## Problem
Extend the piece on the Clearaudio Innovation turntable below, carrying on from its final sentence.

## Source text
▬▬▬▬▬▬▬▬▬▬

Clearaudio Innovation_wood_Front_w SQ

The absolute stasis of the LP standard must be one of vinyl’s most reassuring qualities. The format and all its specifications were effectively settled over 70 years ago, with little changed since the expansion to stereo microgroove in 1958. In other words, any LP pressed from the 1960s to the ’90s plays with the same set-up as one made in the third decade of the 21st century.

So in contrast to most things digital since the CD, a record player does not demand software updates to adapt to new format variations or revisions in technology. And just as usefully, given the time over which established turntable brands have been working on their hardware, there’s usually little to patch once a product has been released.

Upgrades can and do appear on even mature models though, such as Clearaudio’s leading Innovation deck, first launched in 2009. A few small running changes have been made but as a development of the stable and already well-developed Reference series before it, there was nothing terribly broke that needed fixing.

▬▬▬▬▬▬▬▬▬▬

## Recorded data

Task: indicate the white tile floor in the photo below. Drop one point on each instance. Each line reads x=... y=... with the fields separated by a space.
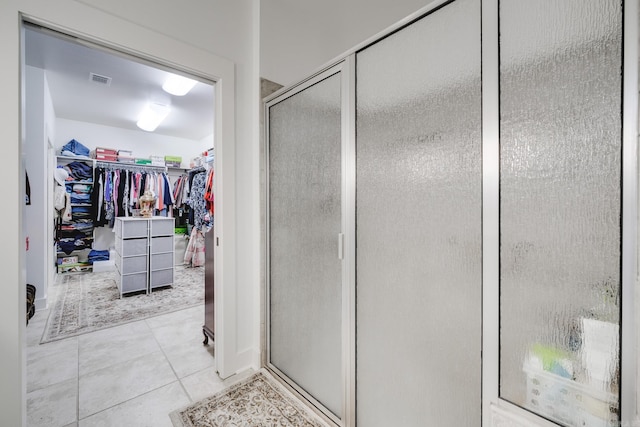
x=131 y=375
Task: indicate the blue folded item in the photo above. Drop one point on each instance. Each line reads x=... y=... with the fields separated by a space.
x=74 y=147
x=80 y=170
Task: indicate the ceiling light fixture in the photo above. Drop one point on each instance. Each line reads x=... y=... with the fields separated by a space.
x=178 y=85
x=151 y=116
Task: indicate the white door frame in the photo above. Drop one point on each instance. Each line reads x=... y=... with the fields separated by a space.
x=96 y=26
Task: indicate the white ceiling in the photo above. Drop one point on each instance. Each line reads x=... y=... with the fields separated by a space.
x=68 y=64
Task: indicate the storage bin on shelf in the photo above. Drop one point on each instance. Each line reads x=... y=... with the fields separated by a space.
x=567 y=401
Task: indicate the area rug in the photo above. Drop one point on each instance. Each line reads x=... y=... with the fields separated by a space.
x=257 y=401
x=89 y=302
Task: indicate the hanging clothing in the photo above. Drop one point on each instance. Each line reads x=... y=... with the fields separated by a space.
x=197 y=203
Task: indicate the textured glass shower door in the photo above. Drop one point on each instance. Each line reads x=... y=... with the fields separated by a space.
x=560 y=208
x=304 y=222
x=418 y=221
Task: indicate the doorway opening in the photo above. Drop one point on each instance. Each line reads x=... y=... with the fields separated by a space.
x=78 y=91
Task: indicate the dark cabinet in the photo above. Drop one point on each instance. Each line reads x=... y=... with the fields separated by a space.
x=209 y=269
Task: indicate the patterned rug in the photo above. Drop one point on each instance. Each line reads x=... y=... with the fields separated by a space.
x=91 y=301
x=257 y=401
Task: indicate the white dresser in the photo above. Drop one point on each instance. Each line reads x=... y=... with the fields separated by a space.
x=144 y=253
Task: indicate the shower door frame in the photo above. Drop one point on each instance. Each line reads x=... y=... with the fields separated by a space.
x=494 y=409
x=345 y=244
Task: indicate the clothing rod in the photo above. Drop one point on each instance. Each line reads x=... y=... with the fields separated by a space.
x=128 y=166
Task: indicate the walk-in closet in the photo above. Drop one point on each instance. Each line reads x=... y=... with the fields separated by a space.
x=444 y=222
x=120 y=221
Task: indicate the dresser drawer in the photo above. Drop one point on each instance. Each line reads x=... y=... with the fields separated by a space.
x=136 y=264
x=161 y=244
x=162 y=227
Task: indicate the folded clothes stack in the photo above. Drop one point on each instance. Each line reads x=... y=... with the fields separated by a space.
x=98 y=255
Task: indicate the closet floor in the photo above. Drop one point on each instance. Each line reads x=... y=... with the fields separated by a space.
x=133 y=374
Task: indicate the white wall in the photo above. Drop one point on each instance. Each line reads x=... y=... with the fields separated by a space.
x=214 y=39
x=35 y=161
x=299 y=37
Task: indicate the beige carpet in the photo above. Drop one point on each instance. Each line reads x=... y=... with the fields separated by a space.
x=257 y=401
x=89 y=302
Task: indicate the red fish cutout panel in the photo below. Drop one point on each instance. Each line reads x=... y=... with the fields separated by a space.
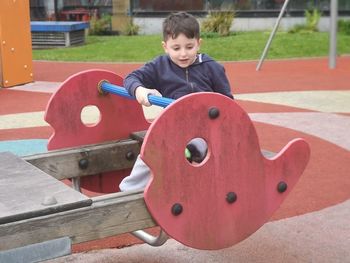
x=118 y=118
x=234 y=191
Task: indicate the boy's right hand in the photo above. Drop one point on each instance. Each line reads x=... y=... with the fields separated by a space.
x=141 y=94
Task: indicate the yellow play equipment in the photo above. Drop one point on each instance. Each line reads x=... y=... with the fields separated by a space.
x=15 y=43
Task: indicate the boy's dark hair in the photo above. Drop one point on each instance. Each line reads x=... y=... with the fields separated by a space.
x=180 y=23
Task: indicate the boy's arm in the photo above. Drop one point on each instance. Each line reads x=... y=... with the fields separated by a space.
x=220 y=81
x=139 y=83
x=141 y=94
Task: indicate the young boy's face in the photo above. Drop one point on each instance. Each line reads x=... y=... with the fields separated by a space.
x=182 y=50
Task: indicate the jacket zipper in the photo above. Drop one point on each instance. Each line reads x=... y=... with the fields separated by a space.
x=187 y=80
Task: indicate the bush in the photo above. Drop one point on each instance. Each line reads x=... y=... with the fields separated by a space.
x=100 y=26
x=218 y=22
x=312 y=19
x=344 y=26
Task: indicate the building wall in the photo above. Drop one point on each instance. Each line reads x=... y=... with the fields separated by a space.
x=151 y=25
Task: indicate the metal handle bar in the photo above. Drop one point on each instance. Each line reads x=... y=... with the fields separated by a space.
x=104 y=86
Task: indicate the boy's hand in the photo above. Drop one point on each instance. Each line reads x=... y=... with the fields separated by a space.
x=141 y=94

▬▬▬▬▬▬▬▬▬▬

## Result of this exercise
Then after over a decade, and just like the proverbial bus, two upgrades come along at (almost) once. Both upgrades are power supplies, perhaps the least flashy but nearly always the most pivotal part of any audio kit, the turntable included. Either PSU will replace the switch-mode power supply, the proverbial wall-wart, that came with the original deck and all the iterations that have followed.

Technology revisited

Since it’s had little press attention in the intervening time, it will be useful to recap on the Innovation story. Like the Clearaudio Master Reference from which it evolved, the Innovation is a fixed-plinth design built around an extremely stiff three-legged chassis made from high-tech panzerholz. This is essentially armoured wood, highly compressed hardwood impregnated with phenolic resin, sandwiched between two thin aluminium sheets. The result is not only strong – bullet-proof we understand – but exceptionally well damped and therefore has very little ‘ring’.

The platter is a deep slice of plastic 67mm thick, either matt-finished acrylic for the lighter finish, or polyoxymethylene (POM) for the dark. The model tested had an acrylic platter weighing a rather massive 6kg, but this is outdone by a lower sub-platter of 15-mm thick stainless steel that weighs nearly 9kg alone. Together, the platter assembly represents more than half the all-up weight of the deck’s 22kg mass. Take the POM option and expect even greater platter weight, since the latter material is around 20% denser than acrylic.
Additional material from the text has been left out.